-- Extract to read follows --
London mayor launches school air-quality audits

Khan doubles funding for tackling air quality to £875m over next five years

school pupils

Nitrogen dioxide can be harmful to the development of children’s lungs

‘Air quality audits’ of 50 primary schools in London’s most polluted areas will be carried out as part of a clean-air initiative launched by Mayor Sadiq Khan.

The programme, funded by £250,000 from the Mayor’s Air Quality Fund, will be conducted by global engineering consultancy WSP, with the aim of identifying measures that can help protect pupils’ health from toxic air – an issue described by Khan as the ‘biggest public health emergency in a generation’.
-- Extract to read concluded --
- [Problem to work on]:
Could you transcribe the London school air-quality article word for word, starting with "school pupils" and going on through "Mayor Sadiq Khan."?
-- Entries supplied follows --
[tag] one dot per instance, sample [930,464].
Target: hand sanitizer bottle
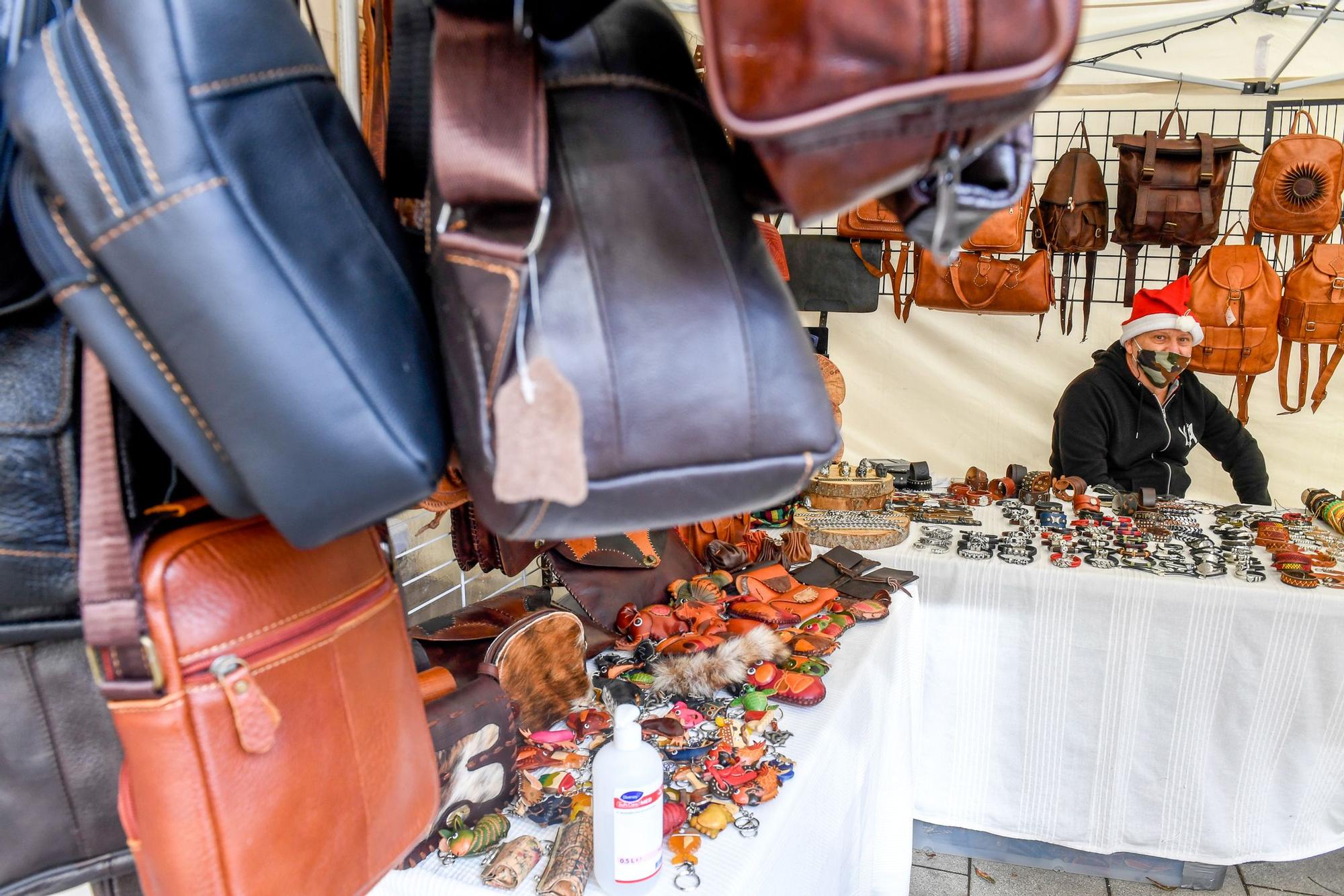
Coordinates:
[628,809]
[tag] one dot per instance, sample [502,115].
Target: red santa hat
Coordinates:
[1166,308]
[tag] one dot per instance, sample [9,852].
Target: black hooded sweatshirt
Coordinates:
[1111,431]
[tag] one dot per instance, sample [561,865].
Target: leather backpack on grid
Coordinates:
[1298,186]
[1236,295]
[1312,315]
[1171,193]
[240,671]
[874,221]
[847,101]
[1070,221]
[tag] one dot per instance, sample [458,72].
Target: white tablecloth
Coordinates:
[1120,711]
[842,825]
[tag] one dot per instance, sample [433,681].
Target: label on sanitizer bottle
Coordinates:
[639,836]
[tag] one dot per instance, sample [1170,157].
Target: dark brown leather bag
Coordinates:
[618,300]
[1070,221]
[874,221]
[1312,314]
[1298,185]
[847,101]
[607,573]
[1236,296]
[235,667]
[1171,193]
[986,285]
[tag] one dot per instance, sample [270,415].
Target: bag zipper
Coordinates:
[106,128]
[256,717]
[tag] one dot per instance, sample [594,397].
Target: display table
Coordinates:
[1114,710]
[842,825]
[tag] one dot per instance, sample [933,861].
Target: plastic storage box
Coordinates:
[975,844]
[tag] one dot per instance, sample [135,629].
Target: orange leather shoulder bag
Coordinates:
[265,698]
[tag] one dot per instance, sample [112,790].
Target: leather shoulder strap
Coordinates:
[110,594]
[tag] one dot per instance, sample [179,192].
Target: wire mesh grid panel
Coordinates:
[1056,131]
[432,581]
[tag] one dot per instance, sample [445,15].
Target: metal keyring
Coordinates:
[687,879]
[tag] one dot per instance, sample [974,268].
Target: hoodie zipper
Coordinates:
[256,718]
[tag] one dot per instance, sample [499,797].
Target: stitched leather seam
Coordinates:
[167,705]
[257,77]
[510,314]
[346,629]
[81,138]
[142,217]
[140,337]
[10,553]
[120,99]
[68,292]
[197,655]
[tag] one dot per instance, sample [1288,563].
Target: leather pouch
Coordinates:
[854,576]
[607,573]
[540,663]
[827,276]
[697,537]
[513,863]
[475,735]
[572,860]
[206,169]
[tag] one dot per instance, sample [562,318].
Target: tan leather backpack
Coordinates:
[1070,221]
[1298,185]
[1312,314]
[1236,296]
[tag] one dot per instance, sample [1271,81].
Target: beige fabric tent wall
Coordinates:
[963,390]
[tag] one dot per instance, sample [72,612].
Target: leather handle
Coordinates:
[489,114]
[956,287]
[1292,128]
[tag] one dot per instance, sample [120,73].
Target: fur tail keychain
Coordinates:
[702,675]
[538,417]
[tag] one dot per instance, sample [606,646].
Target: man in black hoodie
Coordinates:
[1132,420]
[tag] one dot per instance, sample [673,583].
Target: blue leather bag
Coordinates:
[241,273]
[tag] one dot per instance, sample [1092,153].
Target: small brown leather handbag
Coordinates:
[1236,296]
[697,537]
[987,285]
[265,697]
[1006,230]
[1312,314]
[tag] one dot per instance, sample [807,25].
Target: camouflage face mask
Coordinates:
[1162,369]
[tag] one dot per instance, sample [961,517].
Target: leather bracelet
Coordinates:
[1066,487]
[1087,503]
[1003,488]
-- Entries supplied concluded --
-- Entries supplied follows --
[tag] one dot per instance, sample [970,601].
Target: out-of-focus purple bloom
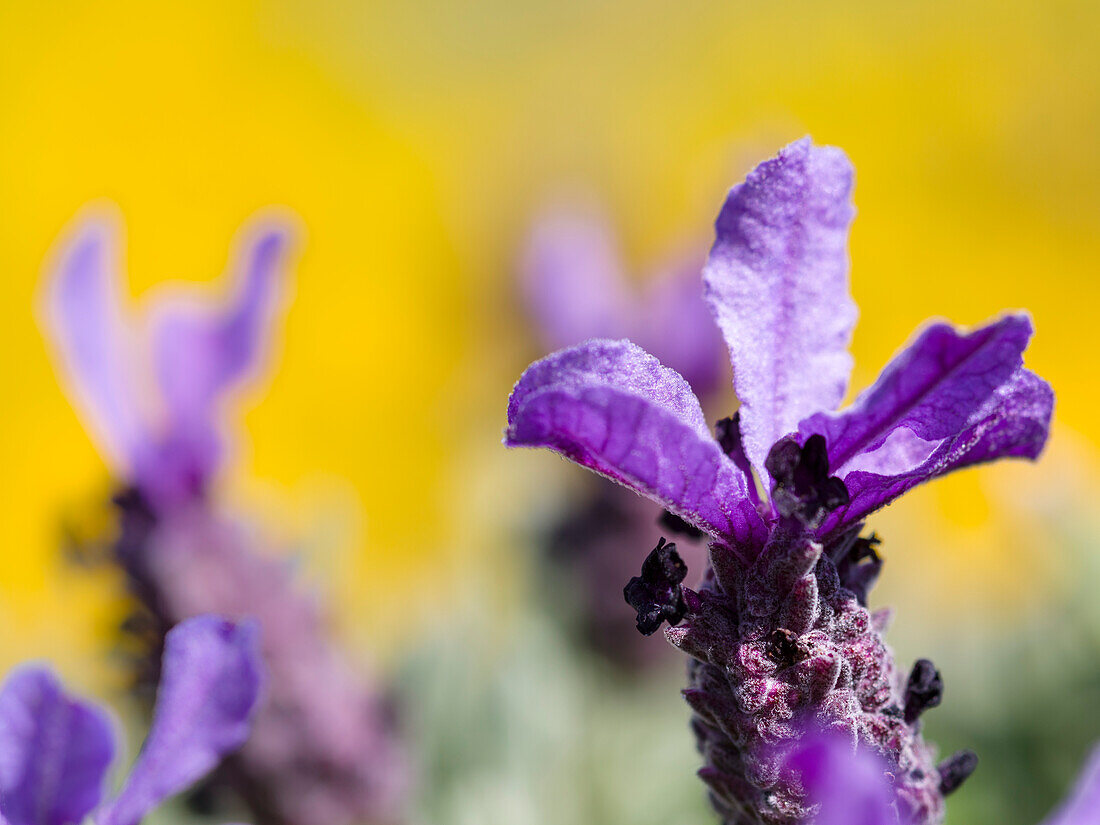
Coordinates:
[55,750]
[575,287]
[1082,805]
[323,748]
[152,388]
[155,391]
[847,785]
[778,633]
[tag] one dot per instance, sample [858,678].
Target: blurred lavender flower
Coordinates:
-- Entries supplied concluded --
-- Entries supplied follows --
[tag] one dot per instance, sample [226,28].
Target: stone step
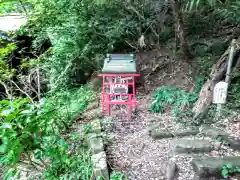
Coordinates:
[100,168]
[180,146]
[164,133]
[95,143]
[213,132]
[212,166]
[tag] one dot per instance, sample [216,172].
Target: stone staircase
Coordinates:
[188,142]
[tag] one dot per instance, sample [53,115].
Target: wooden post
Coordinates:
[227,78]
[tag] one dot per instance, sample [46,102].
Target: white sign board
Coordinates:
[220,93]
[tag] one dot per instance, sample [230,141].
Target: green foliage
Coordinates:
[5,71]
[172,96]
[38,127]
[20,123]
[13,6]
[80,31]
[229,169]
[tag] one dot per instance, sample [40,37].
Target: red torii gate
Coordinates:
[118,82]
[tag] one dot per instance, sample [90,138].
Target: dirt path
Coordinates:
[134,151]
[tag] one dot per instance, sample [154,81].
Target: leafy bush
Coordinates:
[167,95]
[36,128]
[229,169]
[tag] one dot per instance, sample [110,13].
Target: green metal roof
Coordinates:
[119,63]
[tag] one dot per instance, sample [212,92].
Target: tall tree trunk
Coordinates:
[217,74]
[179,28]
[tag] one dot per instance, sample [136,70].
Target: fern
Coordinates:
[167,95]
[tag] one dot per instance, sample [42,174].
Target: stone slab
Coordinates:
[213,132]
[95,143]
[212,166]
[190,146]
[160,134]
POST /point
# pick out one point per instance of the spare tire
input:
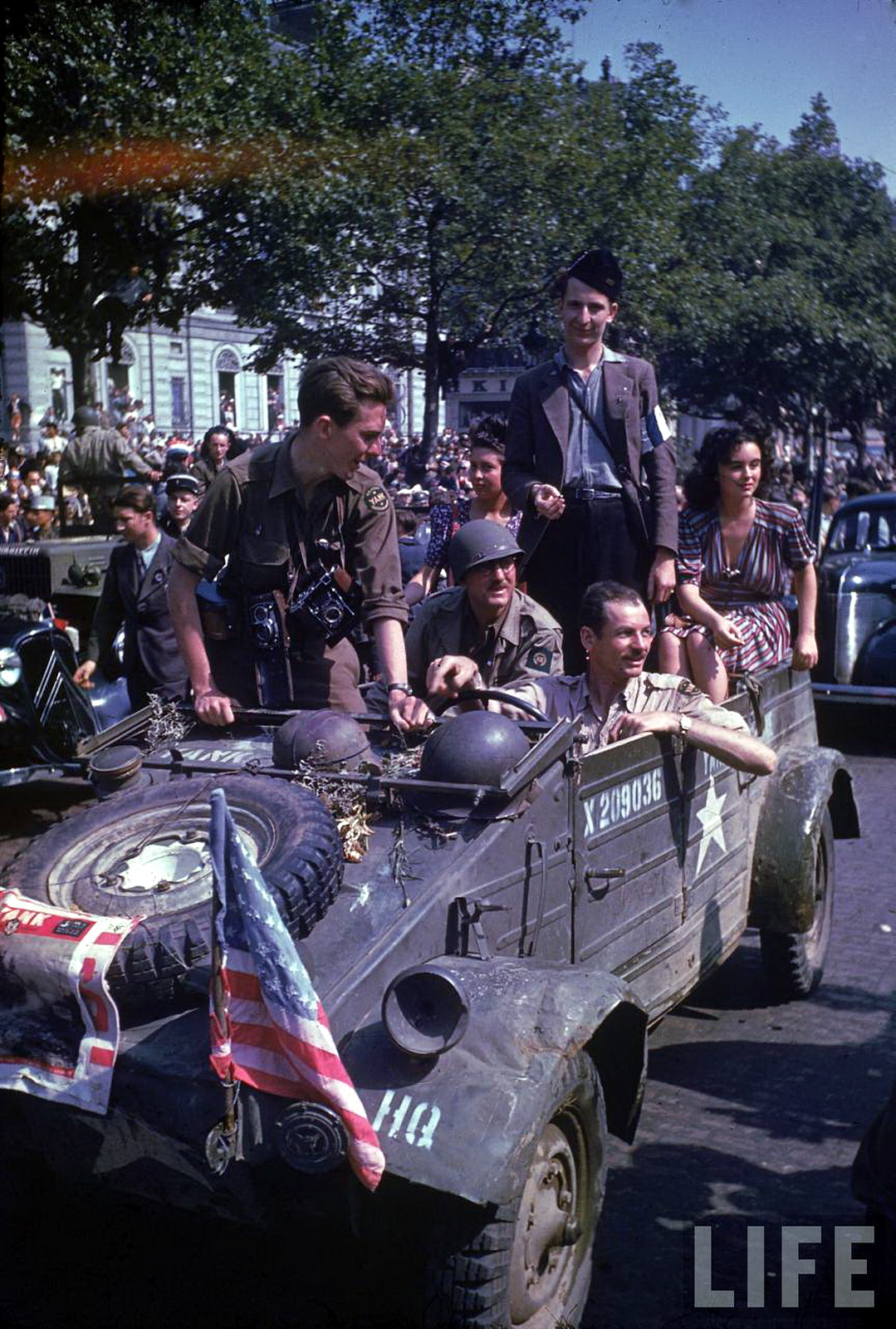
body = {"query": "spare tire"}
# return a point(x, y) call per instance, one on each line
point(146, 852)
-- Entries supplied concluded --
- [Problem solution]:
school pupils

Nitrogen dioxide can be harmful to the development of children’s lungs

‘Air quality audits’ of 50 primary schools in London’s most polluted areas will be carried out as part of a clean-air initiative launched by Mayor Sadiq Khan.